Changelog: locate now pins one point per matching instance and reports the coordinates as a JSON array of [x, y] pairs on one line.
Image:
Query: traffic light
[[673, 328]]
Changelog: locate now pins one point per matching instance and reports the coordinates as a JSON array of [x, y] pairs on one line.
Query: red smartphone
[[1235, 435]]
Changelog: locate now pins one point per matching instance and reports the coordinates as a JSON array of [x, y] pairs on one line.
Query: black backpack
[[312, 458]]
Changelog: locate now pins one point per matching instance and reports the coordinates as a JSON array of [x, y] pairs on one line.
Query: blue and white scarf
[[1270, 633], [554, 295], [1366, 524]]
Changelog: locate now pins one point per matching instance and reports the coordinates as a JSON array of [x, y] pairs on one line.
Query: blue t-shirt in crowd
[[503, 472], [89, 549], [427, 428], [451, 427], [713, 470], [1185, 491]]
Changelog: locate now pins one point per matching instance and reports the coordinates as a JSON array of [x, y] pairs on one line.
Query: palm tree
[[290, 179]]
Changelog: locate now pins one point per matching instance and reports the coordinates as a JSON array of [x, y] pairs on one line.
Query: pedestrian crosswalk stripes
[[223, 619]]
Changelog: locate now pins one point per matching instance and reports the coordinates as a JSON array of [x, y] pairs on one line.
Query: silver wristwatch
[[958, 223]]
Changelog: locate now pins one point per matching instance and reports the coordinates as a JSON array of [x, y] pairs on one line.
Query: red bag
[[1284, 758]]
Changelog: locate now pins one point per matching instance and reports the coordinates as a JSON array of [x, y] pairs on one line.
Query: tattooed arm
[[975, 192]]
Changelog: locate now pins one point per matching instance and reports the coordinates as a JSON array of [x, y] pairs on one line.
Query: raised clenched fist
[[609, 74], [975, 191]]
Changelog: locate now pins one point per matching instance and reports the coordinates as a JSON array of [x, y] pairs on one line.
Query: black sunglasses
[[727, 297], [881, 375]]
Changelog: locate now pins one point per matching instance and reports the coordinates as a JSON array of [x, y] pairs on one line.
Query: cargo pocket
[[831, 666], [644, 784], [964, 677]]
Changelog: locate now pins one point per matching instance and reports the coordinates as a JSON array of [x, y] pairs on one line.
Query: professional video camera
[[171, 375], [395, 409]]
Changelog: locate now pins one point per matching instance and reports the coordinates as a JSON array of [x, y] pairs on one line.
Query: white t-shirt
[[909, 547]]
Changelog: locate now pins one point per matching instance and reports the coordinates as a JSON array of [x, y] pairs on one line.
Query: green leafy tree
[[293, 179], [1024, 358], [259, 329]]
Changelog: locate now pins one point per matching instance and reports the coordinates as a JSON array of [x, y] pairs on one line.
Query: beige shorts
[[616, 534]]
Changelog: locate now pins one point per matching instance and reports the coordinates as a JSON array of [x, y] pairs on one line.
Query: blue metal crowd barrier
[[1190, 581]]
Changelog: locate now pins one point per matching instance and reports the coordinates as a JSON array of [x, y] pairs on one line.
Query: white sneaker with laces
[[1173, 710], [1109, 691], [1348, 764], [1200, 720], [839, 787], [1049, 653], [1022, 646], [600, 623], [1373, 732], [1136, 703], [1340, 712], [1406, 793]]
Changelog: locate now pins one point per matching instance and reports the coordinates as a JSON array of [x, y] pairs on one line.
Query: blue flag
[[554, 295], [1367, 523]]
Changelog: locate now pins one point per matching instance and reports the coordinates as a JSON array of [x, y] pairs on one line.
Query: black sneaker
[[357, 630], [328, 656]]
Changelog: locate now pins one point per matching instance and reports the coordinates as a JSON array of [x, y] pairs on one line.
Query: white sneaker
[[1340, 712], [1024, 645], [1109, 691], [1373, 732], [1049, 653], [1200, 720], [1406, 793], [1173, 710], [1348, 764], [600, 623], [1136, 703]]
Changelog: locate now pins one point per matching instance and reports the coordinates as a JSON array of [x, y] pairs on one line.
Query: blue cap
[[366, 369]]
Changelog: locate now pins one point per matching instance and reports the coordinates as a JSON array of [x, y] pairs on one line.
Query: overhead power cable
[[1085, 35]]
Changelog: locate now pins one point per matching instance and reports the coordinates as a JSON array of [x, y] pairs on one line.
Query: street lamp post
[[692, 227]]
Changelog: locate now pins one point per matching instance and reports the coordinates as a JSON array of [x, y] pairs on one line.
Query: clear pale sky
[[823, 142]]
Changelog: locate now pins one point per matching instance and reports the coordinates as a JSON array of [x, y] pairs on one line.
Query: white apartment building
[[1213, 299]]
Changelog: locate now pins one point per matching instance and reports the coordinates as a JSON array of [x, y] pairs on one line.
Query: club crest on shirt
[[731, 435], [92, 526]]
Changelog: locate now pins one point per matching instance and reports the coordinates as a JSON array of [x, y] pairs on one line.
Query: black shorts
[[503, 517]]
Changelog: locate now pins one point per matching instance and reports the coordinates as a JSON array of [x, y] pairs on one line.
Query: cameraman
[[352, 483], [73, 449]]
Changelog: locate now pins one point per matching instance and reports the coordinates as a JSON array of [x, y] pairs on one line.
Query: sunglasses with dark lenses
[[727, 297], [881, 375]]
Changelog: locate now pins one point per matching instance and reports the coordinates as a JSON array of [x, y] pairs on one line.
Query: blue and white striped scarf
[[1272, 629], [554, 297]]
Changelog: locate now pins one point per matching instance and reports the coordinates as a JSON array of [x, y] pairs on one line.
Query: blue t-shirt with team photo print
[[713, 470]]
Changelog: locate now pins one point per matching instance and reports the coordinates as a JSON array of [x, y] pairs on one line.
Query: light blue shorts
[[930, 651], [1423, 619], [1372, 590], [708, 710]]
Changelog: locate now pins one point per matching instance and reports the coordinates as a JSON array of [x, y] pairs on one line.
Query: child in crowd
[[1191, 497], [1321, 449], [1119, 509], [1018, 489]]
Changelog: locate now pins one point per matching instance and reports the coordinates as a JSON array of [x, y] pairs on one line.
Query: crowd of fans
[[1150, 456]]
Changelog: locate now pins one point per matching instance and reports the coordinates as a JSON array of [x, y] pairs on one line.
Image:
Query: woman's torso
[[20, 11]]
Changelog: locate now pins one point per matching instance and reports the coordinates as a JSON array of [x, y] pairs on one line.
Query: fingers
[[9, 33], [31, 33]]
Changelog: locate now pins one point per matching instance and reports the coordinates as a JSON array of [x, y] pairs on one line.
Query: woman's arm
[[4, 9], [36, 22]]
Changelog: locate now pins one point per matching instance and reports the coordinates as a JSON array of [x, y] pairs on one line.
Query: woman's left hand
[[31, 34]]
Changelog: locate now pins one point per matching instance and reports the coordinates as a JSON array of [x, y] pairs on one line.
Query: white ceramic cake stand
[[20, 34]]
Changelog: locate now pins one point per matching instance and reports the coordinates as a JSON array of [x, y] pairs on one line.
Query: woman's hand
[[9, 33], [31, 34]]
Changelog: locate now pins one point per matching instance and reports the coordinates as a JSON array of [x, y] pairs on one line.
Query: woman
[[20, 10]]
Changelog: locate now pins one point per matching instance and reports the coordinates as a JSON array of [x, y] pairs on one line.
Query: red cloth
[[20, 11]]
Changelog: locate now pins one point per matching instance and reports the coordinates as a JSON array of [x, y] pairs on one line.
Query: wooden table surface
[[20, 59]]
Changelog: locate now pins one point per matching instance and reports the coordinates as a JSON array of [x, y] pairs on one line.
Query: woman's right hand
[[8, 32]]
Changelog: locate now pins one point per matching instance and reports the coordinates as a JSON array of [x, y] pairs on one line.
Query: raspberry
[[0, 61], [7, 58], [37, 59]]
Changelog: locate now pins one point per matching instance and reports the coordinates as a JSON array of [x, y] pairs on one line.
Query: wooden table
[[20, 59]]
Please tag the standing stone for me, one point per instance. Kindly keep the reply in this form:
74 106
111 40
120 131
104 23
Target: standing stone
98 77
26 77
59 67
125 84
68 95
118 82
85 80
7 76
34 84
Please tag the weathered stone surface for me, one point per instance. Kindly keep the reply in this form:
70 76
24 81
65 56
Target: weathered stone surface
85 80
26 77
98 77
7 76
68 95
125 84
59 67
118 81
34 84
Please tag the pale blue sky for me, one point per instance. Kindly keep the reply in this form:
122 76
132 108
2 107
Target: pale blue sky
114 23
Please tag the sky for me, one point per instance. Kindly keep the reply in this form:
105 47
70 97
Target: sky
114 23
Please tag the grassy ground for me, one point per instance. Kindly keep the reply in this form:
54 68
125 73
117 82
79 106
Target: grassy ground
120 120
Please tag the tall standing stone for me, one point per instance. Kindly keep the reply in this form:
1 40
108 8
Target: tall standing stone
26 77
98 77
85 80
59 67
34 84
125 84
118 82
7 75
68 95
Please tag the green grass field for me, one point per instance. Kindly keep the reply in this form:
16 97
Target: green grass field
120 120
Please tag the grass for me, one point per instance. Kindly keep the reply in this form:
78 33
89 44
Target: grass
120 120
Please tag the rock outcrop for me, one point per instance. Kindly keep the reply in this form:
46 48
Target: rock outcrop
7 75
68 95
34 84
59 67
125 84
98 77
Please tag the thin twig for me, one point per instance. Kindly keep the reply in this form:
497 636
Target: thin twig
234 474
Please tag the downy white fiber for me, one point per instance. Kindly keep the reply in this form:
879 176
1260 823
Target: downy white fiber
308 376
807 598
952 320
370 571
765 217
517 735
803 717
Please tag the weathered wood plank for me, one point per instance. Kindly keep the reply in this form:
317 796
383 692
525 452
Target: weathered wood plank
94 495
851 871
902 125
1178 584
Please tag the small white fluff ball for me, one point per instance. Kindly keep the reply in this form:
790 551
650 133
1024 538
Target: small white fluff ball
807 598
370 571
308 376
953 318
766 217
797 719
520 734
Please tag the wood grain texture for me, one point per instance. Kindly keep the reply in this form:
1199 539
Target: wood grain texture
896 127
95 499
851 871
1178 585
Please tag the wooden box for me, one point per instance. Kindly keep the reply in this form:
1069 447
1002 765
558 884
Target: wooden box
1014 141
※
[EXERCISE GOAL] Update the stretch from the first row through the line that contains "[[609, 74], [975, 191]]" by replacing every "Query" with "Search term", and write it out again with nothing else changed.

[EXERCISE SOLUTION]
Changelog: locate now pins one point per matching instance and reports the coordinates as a JSON array of [x, y] pairs on one line.
Image:
Search term: traffic light
[[673, 328]]
Changelog: locate now pins one point per matching instance and reports the coordinates as a JSON array of [x, y] pairs on one line.
Search term: red smartphone
[[1235, 435]]
Changelog: locate now pins one point per matching instance and reports the coordinates as a JSON array of [x, y] pairs on one line.
Search term: black backpack
[[312, 458]]
Changelog: locate now pins one point per matching instance and reports the coordinates as a JSON array of [x, y] pairs on one line.
Search term: blue and white scarf
[[1270, 633], [554, 295], [1366, 524]]
Changelog: locate now pins one point per matching instance and reports the coordinates as a JSON array of [x, y] pairs on one line.
Search term: blue t-shirt in crowd
[[503, 472], [89, 549], [427, 428], [451, 427], [713, 470], [1185, 491]]
Changelog: locate now pins one point per matching instance and reports the coordinates as a JSON array of [x, y] pairs on one line.
Search term: palm tree
[[290, 179]]
Changelog: locate now pins one point per matching instance and reports the coordinates as a JSON array of [x, y] pairs on one line.
Search term: pedestrian crosswalk stripes
[[223, 619]]
Changelog: locate now pins one point per matching instance and reports the coordinates as a JSON array of [x, y] pairs on one line.
Search term: silver wristwatch
[[958, 223]]
Changelog: locate now pins one point per matching instance and reports the coordinates as a JSON array of [x, y] pairs on one line.
Search term: red bag
[[1284, 758]]
Changelog: locate now pins one point per matching instance and reports the coordinates as a JSON array of [x, y] pairs on one line.
Search term: tattooed arm
[[975, 192]]
Changelog: locate now pins one point per matching instance and reports the coordinates as a JSON array of [x, y] pairs on one line.
Search term: raised clenched fist
[[609, 74], [975, 191]]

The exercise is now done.